*** EXERCISE INPUT ***
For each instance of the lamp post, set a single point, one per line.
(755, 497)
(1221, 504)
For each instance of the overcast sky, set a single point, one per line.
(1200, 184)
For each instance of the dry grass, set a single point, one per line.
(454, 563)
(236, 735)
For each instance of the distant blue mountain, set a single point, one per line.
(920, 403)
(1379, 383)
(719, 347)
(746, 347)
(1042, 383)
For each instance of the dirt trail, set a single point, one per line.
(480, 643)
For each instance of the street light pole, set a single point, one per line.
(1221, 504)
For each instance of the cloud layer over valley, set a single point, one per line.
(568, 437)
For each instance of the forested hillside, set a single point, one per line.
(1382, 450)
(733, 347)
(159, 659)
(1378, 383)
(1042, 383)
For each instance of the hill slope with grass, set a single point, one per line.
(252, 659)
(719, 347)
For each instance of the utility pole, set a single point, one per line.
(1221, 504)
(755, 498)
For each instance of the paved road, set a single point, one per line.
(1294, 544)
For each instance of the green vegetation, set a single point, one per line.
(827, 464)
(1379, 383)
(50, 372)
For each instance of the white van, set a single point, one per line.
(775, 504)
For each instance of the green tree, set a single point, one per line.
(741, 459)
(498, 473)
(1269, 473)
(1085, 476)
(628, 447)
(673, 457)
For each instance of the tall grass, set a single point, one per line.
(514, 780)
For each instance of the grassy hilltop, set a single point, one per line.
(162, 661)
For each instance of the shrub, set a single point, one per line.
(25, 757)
*** End of EXERCISE INPUT ***
EXERCISE DETAILS> Type out every record above once more, exactly.

FINAL ANSWER>
For each instance of the lamp post, set a single point, one per line.
(755, 497)
(1221, 504)
For each instance of the overcast sky, set a single point, one per line.
(1200, 184)
For each instance of the dry grass, set a single point, one per line.
(454, 563)
(236, 735)
For each instance of the distant blue mountain, set a single point, one per line.
(920, 403)
(1379, 383)
(719, 347)
(746, 347)
(1042, 383)
For each instance of the dirt trail, set a single point, one per line.
(480, 643)
For each instance of the street light pole, set a single point, one per line.
(1221, 504)
For each instance of the cloud layer over valley, set a single point, one per line.
(568, 437)
For each instance of the forested hillside, set a single point, one per line.
(1382, 450)
(733, 347)
(159, 659)
(1378, 383)
(1042, 383)
For each instance of the hill slope with grass, set a single point, one per line.
(252, 659)
(719, 347)
For each instance of the utility pole, set a single point, one per line.
(1221, 504)
(755, 498)
For each instance of the paved road, set a single point, one per line.
(1294, 544)
For each instance of the green vegetation, set a single point, one per line.
(827, 464)
(1379, 383)
(50, 372)
For each instance of the white van, set a single point, one per line.
(775, 504)
For each instance of the green tree, set a single point, one per line.
(741, 459)
(498, 473)
(1269, 473)
(1085, 476)
(628, 447)
(673, 457)
For each instance of the tall grass, set a single point, one per line.
(514, 780)
For each instance of the grassy hilltop, set a single point, one per line.
(162, 661)
For each instance of the shrub, set a single point, one per line.
(25, 757)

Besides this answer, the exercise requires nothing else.